TASK PROMPT:
Copy everything from the line containing "Could you point to every instance of the open" down to the line containing "<point>388,252</point>", changing "one element to a line" to "one element per line" and leaving the rest untouched.

TASK INPUT:
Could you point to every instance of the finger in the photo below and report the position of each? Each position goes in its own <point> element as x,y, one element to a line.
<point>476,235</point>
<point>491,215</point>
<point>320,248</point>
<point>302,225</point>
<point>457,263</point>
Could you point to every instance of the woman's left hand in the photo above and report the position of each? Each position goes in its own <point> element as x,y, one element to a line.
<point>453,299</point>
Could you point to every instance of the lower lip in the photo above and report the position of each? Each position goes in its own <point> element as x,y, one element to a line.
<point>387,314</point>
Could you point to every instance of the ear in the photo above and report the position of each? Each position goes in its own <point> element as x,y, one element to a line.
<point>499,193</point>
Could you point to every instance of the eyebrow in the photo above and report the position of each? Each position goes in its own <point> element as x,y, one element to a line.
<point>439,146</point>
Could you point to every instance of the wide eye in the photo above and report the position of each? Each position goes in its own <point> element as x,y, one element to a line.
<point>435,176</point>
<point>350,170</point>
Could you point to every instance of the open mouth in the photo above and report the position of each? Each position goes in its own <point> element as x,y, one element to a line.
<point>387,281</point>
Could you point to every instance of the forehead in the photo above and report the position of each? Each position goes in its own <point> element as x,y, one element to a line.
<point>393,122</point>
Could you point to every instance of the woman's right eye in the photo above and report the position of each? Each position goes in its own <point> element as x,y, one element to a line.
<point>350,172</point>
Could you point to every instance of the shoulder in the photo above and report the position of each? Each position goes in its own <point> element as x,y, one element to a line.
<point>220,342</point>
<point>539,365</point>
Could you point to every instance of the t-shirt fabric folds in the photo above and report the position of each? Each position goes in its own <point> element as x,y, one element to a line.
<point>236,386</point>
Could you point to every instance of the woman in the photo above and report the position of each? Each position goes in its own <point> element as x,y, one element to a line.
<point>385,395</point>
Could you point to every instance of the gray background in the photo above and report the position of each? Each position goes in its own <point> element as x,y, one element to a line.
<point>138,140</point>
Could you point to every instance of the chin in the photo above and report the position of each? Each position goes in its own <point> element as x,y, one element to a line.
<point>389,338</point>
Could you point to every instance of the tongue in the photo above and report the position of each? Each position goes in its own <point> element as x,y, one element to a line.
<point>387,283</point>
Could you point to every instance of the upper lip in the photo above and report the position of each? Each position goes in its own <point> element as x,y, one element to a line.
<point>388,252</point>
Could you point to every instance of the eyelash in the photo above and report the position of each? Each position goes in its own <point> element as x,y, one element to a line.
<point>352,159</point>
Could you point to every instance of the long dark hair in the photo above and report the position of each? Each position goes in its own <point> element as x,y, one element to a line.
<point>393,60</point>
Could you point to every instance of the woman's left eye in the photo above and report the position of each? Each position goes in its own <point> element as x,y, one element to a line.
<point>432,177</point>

SOLUTION TO THIS PROBLEM:
Could you point to every instance of the open mouth in the photo above and report the position of each? Each position goes in its own <point> element as x,y, one element per line.
<point>387,281</point>
Could you point to every instance of the forehead in the photo above and report the position of each? Each position goes in its own <point> element as x,y, one element per line.
<point>393,122</point>
Could you point to every instance of the woman's right eye in the photo above and report the position of each? Each position goes in its own <point> element as x,y, one element per line.
<point>350,172</point>
Could you point to every instance of the shoulder in the photo above and report the position of each? Each position goes in its own <point> element as x,y, one element per line.
<point>220,342</point>
<point>539,365</point>
Could you point to every instance of the t-shirt fabric folds in the photo above and report the position of each? Each position goes in its own <point> element as x,y, one element per line.
<point>236,386</point>
Could you point to every instance of the woman in the photo above and report the position of each? Each position goes in its own <point> element as x,y, one element per line.
<point>385,395</point>
Could you point to every instance of the gray background in the photo above and report the position of each? Each position goes in its own <point> element as x,y, one element per line.
<point>138,140</point>
Could you point to every instance of the chin in the photo above and report the position of each? Each position goes in its own <point> element as x,y, one element per line.
<point>389,338</point>
Could you point to every instance of the tongue in the photo above and report the position of each? Each position goes in its own <point> element as x,y, one element per line.
<point>387,283</point>
Could you point to every instance of the upper lip in the photo above and report the position of each? Each position goes in its own <point> element as x,y, one element per line.
<point>388,252</point>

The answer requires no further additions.